**The request:**
Count the lines in the listing below that contain the word "marble", treating uppercase and lowercase as different, and reply with only the number.

**Task inputs:**
--- start ---

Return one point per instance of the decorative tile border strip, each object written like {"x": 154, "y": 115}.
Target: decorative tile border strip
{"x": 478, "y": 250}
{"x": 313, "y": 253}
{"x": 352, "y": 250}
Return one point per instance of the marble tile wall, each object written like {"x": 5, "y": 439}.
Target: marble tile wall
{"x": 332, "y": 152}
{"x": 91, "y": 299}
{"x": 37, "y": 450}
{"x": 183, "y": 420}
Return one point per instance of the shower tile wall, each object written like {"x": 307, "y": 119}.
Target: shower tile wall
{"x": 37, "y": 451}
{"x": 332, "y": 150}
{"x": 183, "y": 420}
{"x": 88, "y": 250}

--- end ---
--- start ---

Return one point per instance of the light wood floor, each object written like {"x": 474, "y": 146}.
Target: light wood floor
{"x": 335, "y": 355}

--- end ---
--- start ---

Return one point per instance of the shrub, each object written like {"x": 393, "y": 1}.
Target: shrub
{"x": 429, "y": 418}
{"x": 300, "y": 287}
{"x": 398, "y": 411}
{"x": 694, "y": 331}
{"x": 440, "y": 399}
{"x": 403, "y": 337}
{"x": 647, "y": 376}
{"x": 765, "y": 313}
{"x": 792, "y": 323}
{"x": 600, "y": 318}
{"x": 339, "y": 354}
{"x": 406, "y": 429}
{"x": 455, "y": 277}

--- end ---

**Full answer:**
2